[Records of labeled boxes]
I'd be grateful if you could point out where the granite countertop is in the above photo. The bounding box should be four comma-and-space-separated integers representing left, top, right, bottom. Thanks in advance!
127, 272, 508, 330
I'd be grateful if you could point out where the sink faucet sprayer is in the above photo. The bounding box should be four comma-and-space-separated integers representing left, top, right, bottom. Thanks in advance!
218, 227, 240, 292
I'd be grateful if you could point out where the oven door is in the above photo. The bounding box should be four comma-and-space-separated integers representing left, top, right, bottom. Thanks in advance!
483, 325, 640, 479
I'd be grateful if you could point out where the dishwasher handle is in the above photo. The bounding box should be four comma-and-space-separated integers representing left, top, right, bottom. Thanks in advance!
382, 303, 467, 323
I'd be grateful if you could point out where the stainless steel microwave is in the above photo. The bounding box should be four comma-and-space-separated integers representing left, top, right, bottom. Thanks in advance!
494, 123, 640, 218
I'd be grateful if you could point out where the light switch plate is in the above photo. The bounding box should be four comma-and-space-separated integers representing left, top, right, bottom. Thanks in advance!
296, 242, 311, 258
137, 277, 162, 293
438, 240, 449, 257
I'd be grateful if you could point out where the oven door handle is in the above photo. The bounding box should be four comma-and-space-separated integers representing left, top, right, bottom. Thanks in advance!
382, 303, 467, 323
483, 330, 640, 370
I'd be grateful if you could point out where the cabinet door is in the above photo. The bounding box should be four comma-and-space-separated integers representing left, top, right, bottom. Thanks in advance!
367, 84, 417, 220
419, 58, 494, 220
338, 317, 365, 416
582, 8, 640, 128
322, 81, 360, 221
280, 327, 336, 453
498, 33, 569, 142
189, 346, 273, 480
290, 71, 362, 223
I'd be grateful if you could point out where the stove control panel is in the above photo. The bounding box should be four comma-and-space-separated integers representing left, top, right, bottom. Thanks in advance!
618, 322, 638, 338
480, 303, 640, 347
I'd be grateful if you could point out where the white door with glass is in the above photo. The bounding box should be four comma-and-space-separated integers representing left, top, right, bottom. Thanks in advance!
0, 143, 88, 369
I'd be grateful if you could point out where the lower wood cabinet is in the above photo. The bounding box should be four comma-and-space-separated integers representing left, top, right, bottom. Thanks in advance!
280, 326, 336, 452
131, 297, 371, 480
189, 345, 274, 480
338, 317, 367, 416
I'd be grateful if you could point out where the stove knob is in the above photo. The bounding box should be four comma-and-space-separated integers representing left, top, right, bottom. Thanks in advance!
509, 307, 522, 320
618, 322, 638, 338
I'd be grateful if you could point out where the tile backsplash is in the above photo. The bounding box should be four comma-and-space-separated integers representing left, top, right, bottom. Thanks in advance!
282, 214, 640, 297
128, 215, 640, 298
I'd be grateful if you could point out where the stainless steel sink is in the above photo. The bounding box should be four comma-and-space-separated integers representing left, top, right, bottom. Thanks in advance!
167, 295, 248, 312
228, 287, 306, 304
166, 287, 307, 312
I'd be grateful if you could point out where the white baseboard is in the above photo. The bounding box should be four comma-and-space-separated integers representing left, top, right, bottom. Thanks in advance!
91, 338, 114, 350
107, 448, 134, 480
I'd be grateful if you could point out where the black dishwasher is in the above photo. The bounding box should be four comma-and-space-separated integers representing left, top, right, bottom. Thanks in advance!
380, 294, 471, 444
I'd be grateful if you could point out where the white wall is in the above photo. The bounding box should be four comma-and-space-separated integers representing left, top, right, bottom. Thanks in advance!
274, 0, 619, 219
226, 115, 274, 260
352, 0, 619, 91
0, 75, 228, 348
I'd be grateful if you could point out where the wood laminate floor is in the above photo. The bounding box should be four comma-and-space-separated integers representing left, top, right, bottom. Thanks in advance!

### AIM OF THE TASK
Repeat every line of the entries above with no changes.

### CORRECT ANSWER
I'd be grateful if you could point out where the granite countertop is in the above photo. The bounding box should be four comma-and-space-separated integers representing left, top, right, bottom. Thanks in advance!
127, 272, 508, 330
I'd be grateful if you could point out where the sink faucet sprayer is in the above photo. The bounding box should be four comma-and-space-separated integers representing left, top, right, bottom. Thanks in advance!
218, 227, 240, 292
I'd be grateful if you could point out where the oven door is in the above photo. The bounding box should be four comma-and-space-separated integers representing left, top, right, bottom. Thanks in advance!
483, 325, 640, 479
I'd be grateful if you could point out where the dishwasher handle is in the above photo. The bounding box should be four comma-and-space-separated integers representing left, top, right, bottom. Thanks in advance!
382, 303, 467, 323
I'd be grateful if you could point out where the stainless steel microwave is in the above photo. The bounding box should be four comma-and-space-separated integers representing left, top, right, bottom. Thanks in advance!
494, 123, 640, 218
I'd be grateful if you could point out where the light switch plate is in the above photo. The bounding box should be four comma-and-space-separated integers representing left, top, right, bottom. Thanks in advance!
296, 242, 311, 258
137, 277, 162, 293
438, 240, 449, 257
I'd be grateful if you could point out where the oven door handle is in the above photo. The bounding box should be four comma-and-space-separated integers representing left, top, right, bottom. Thanks in advance!
382, 303, 467, 323
483, 330, 640, 370
I'd be grateful if you could point out where the cabinet door is in the above photo. The bounding box should be four comma-and-space-separated integers representing left, top, right, bottom. Thanks in advance!
367, 84, 417, 220
419, 58, 494, 220
338, 317, 365, 416
582, 8, 640, 128
322, 81, 360, 221
280, 327, 336, 453
498, 33, 569, 142
189, 346, 273, 480
290, 71, 362, 223
I'd be grateful if you could point out where the stove control panel is in the above photo. The bounding box should be four comma-and-space-separated integers representing left, top, right, bottom. Thanks in advance!
618, 322, 638, 338
480, 303, 640, 347
I'd be grateful if you could point out where the white door with glass is in the above photo. The bounding box should be four comma-and-space-separated integers representing left, top, right, bottom. Thanks in advance!
0, 143, 88, 369
I'd be grateful if you could point out where the lower wood cabinet is in the above photo. The bounding box should be four comma-and-space-separated integers representing left, top, right, bottom. Thanks in advance!
280, 326, 336, 452
131, 297, 371, 480
189, 345, 274, 480
338, 317, 367, 416
I'd be grateful if you could point out where the stove knob is in the above photo. The bounding box should be four comma-and-space-separated integers representing left, top, right, bottom. Thanks in advance!
509, 307, 522, 320
618, 322, 638, 338
I'd be grateful if you could point out where the tile backsplash is in the above photo. The bounding box should be four comma-and-space-separated integers representing left, top, right, bottom. Thanks in advance!
282, 214, 640, 297
128, 215, 640, 298
I'd be grateful if you could point out where the stainless steel sink is in the above photo. The bounding box should be four comma-and-space-separated integers representing left, top, right, bottom. Thanks in advance!
167, 295, 248, 312
228, 287, 306, 304
166, 287, 307, 312
I'd be grateful if you could point out where the white baseboard is in the above photo. The bounding box should be four comma-and-space-separated integers representing left, top, right, bottom. Thanks in advance!
91, 338, 114, 350
107, 448, 134, 480
I'd be grateful if you could point out where the black dishwasher is in the above photo. The bounding box should be four comma-and-space-separated integers representing left, top, right, bottom. Thanks in advance!
380, 294, 471, 444
I'd be grateful if you could point out where the white wall is in the above photo. The bounding box should be four comma-and-space-separated integers representing left, top, right, bottom. Thanks in advance!
274, 0, 619, 219
226, 115, 274, 260
352, 0, 619, 91
0, 75, 228, 348
I'd be grateful if you could point out where the wood laminate floor is in the above photo. The bounding box should be four comma-and-space-separated integers representing left, top, right, bottom. Thanks in advance!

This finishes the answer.